Return exactly the lines of the entries, from the one with "[locate] footprint in" to the last.

--- ENTRIES PROVIDED Enclosed Below ---

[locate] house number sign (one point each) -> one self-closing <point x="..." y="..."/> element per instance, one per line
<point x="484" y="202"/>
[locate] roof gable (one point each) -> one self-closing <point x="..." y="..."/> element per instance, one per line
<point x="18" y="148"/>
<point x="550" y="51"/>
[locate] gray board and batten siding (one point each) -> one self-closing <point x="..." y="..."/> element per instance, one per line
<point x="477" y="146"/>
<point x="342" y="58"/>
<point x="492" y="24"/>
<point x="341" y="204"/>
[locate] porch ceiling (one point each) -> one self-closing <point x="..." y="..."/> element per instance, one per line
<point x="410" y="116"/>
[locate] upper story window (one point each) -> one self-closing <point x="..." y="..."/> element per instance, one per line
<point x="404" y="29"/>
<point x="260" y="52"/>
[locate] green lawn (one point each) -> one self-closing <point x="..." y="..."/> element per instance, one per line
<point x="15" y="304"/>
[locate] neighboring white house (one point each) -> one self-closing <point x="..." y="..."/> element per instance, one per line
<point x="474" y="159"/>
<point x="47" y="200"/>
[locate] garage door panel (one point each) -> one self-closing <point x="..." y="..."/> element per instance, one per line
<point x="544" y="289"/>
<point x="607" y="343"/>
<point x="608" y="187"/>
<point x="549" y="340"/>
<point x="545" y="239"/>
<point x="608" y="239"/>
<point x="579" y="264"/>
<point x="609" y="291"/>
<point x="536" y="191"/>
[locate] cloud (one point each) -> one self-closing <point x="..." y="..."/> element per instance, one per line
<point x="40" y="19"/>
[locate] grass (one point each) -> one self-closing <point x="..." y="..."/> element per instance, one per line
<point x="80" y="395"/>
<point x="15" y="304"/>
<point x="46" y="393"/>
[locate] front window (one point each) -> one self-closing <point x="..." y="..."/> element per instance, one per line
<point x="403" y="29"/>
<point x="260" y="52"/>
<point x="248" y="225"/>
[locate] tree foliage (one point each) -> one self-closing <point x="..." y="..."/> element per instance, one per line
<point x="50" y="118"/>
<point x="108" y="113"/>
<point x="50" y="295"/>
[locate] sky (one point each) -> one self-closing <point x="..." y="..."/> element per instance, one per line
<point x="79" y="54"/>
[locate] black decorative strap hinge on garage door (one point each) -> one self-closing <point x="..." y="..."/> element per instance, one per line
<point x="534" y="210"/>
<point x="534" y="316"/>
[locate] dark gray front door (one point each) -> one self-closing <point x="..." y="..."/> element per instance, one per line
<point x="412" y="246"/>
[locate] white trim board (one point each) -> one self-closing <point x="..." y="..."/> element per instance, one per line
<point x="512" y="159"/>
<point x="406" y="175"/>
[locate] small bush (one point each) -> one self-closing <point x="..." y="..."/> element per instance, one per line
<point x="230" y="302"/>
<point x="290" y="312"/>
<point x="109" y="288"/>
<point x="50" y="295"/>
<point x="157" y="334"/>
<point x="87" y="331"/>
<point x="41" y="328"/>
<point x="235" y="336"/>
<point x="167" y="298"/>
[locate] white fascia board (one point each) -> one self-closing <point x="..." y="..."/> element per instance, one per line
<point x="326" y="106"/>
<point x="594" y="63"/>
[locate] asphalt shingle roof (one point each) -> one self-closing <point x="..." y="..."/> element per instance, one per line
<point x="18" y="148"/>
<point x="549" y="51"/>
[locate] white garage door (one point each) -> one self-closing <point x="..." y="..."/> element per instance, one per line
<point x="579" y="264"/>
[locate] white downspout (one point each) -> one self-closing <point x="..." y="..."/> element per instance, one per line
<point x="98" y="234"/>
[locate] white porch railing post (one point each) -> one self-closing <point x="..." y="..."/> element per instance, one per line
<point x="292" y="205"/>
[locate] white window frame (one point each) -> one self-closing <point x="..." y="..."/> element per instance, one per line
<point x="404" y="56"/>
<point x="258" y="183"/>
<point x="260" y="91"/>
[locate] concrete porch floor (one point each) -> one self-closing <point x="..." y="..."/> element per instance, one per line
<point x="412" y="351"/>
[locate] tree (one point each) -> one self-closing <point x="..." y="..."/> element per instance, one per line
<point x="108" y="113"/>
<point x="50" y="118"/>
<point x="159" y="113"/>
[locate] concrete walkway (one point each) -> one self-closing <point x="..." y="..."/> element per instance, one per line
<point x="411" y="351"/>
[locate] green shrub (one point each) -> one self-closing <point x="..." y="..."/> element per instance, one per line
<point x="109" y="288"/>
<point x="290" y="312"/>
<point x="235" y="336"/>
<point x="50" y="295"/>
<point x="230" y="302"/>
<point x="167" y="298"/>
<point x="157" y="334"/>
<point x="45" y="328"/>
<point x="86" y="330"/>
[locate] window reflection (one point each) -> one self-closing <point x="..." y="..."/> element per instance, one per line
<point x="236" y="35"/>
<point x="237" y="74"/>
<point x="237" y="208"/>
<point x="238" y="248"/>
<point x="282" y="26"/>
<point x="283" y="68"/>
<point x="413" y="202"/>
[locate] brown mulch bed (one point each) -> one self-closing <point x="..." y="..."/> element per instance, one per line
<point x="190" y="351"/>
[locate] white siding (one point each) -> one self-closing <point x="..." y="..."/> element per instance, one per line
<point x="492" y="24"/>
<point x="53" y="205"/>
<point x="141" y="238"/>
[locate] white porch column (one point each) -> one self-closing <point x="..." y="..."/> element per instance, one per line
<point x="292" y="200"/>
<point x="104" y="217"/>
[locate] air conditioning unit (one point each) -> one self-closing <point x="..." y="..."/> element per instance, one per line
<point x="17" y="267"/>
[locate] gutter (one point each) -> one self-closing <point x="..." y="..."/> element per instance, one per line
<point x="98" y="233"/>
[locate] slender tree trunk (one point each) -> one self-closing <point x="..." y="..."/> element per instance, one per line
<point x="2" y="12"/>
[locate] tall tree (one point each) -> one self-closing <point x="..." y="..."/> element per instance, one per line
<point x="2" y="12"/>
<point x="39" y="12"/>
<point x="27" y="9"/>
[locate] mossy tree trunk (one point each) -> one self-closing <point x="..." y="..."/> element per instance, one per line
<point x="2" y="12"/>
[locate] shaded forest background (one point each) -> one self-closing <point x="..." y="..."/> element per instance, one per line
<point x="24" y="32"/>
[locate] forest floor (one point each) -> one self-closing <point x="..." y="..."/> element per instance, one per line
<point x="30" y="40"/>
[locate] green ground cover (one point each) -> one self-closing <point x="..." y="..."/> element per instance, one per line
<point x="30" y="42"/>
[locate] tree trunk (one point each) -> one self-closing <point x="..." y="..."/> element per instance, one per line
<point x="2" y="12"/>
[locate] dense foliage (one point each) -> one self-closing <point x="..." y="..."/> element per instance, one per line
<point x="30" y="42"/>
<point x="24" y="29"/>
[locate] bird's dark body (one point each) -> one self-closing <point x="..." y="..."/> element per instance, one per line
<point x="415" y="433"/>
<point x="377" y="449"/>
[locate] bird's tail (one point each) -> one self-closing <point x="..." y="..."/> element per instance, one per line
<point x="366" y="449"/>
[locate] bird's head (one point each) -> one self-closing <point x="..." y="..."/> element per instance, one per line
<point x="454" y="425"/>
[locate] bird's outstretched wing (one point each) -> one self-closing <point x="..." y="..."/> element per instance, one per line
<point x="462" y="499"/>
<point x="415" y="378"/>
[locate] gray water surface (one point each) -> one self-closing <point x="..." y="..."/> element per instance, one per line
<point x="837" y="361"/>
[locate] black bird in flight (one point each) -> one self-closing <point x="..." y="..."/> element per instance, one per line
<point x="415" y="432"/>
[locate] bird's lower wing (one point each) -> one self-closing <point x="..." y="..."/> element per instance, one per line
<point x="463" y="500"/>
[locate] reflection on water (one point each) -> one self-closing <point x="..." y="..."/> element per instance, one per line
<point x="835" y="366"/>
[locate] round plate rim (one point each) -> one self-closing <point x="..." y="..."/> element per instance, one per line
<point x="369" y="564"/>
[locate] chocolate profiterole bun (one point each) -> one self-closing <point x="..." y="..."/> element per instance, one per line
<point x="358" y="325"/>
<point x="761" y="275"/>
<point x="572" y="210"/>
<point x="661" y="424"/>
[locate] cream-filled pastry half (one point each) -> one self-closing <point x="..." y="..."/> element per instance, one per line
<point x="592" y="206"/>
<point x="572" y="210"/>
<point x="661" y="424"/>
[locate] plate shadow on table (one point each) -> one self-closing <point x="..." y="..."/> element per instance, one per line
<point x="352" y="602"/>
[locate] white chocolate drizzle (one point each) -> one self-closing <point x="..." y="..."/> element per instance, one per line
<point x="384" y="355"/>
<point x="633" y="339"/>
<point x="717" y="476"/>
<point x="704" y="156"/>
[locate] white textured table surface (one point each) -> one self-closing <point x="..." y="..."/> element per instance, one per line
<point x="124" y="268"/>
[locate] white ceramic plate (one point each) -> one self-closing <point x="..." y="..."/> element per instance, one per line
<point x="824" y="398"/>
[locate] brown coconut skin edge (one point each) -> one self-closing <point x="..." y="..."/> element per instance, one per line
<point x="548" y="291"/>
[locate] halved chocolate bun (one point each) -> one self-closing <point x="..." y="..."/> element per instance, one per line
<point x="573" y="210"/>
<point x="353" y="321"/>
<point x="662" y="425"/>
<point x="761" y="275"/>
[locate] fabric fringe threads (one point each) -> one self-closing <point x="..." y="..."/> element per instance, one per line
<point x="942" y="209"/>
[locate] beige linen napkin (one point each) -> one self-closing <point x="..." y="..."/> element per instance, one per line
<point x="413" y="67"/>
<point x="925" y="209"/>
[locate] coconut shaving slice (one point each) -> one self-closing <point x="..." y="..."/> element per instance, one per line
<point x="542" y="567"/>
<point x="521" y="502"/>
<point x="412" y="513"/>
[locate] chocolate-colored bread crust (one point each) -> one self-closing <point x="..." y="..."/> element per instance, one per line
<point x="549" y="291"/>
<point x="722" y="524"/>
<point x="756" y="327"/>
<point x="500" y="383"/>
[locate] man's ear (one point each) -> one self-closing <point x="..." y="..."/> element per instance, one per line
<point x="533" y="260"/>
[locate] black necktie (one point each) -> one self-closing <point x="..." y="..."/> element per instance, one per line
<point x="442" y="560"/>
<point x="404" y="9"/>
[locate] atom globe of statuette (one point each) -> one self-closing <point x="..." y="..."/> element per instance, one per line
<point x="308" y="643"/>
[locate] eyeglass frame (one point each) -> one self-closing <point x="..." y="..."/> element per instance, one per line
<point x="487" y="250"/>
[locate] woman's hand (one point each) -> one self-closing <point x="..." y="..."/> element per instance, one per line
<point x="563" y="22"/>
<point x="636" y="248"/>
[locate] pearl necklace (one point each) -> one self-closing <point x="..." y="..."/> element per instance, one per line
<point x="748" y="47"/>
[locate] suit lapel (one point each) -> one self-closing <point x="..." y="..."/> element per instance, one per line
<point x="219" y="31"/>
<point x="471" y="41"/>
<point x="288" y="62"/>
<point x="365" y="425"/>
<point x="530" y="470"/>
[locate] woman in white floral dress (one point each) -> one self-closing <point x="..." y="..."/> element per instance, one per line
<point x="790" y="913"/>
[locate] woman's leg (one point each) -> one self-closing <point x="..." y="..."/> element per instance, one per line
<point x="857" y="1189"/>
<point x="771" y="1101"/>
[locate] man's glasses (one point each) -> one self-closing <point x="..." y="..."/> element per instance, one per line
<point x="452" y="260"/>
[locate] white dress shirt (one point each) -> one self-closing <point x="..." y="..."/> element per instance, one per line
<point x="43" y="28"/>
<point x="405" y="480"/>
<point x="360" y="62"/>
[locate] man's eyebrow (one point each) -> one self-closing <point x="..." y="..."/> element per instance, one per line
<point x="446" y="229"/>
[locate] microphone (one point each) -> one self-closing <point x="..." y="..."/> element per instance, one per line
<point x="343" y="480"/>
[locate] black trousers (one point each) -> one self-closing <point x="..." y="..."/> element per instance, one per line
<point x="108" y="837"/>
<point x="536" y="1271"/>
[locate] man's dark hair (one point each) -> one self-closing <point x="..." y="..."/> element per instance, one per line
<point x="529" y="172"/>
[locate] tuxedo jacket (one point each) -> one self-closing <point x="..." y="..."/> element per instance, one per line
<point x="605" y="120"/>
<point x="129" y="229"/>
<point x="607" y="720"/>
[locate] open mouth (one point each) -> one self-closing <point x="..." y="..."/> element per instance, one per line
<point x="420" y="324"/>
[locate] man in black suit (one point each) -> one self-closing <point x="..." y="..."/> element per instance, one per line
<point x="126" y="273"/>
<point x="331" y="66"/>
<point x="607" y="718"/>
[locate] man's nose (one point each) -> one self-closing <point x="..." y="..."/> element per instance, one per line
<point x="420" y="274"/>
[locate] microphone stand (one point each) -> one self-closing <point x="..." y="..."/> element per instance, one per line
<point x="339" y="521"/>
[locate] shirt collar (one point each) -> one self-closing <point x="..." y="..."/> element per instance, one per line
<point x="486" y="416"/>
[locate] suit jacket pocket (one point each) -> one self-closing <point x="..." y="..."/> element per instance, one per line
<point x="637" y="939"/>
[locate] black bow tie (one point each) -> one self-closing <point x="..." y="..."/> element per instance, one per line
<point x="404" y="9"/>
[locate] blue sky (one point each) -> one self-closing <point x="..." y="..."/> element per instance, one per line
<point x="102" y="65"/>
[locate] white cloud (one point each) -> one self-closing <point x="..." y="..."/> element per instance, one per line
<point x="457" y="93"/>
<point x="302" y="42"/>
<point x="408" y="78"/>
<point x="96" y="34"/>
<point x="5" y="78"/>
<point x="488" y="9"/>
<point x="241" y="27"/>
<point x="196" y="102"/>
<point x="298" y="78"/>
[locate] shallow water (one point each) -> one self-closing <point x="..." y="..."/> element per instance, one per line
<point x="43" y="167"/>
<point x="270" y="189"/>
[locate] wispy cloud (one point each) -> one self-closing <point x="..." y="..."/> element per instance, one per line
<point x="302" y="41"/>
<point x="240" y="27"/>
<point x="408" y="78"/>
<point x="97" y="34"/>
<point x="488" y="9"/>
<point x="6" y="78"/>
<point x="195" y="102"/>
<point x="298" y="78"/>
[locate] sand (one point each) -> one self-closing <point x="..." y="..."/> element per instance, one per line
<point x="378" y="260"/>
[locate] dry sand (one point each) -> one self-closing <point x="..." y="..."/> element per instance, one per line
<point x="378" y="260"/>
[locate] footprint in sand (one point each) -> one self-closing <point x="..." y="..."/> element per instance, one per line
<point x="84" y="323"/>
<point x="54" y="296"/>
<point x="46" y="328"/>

--- End of Enclosed ENTRIES PROVIDED ---

**RESULT OF THIS EXERCISE:**
[locate] footprint in sand (one point each) -> one self-closing <point x="..." y="..."/> element per instance, one per line
<point x="84" y="323"/>
<point x="54" y="296"/>
<point x="46" y="328"/>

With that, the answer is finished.